Last week, the BBC show Newsnight found itself in hot water, after its presenter Emily Maitlis was rebuked by the BBC for not showing due impartiality, when she opened the show with a broadside against Dominic Cummings and Boris Johnson.
You would think, therefore, that the programme would be on its best behaviour at the moment, and would make sure that it was reporting the facts correctly. Apparently not though. Yesterday evening, the programme included a segment in which it suggested that the UK’s daily death toll from Covid-19 was higher than every other country in the EU combined. The programme even displayed a graph prominently, to highlight the UK’s high death toll.
Unfortunately though, it appears the programme was using flawed data, particularly from Spain. This morning, the Financial Times reported that Spain has recently changed the way it reports coronavirus deaths to dramatically reduce its death toll. As the FT’s John Burn-Murdoch pointed out, this caused its daily numbers to drop from 283 to 1 overnight:

According to the paper, if England used the same method to calculate its coronavirus death toll, it would only have reported 20 new deaths yesterday.
None of this was checked by the Newsnight team though. Instead the programme pulled its data directly from Worldometer, a site which has been criticised as unreliable. According to Max Roser of OurWorldInData, the site frequently makes errors and does not provide sources for its claims.

Dataset entries >>
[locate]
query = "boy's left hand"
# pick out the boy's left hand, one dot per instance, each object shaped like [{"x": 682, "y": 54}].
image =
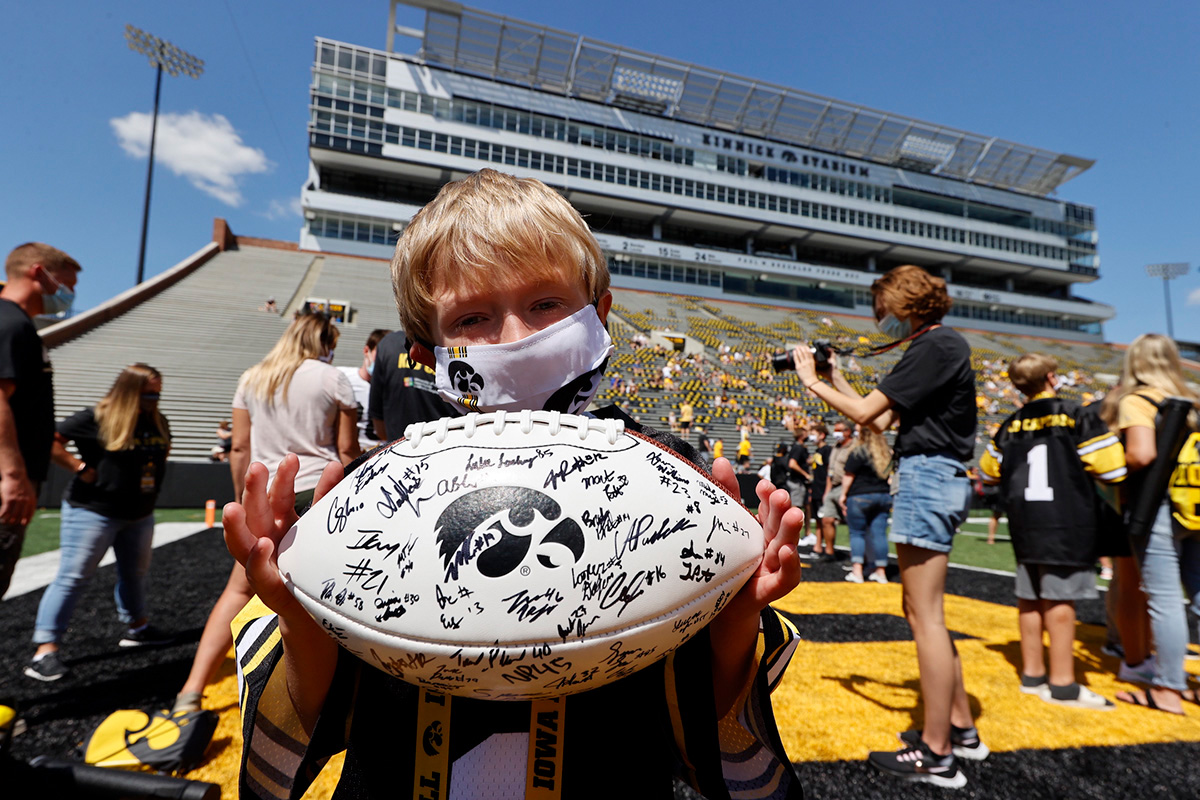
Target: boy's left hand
[{"x": 779, "y": 571}]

TASK REQUIREMENTS >>
1 – According to the Newsnight article, how did Spain's daily coronavirus death numbers change after it altered its reporting method?
2 – Extract the passage of the Newsnight article between "Last week, the" and "and Boris Johnson.", inclusive.
3 – Continue the Newsnight article from where it stops.
These entries come from a separate source.

REPLIES >>
1 – They dropped from 283 to 1 overnight.

2 –
Last week, the BBC show Newsnight found itself in hot water, after its presenter Emily Maitlis was rebuked by the BBC for not showing due impartiality, when she opened the show with a broadside against Dominic Cummings and Boris Johnson.

3 –
The UK’s death toll may still be higher than the EU’s of course, but that claim cannot be made by Newsnight based on the data it used last night. It also seems likely that if the programme failed to check its Spanish data, then it also failed to verify the statistics used by other countries as well.
In fairness, Newsnight’s Nicholas Watt did point out on the programme that it is very difficult to make international comparisons when looking at Covid data. But considering that Newsnight is meant to be a public service broadcaster which prizes accuracy over making eye-catching claims – and that it has a budget most media outlets can only dream of – is it really too much to ask for the programme to verify its data before broadcasting it to the world?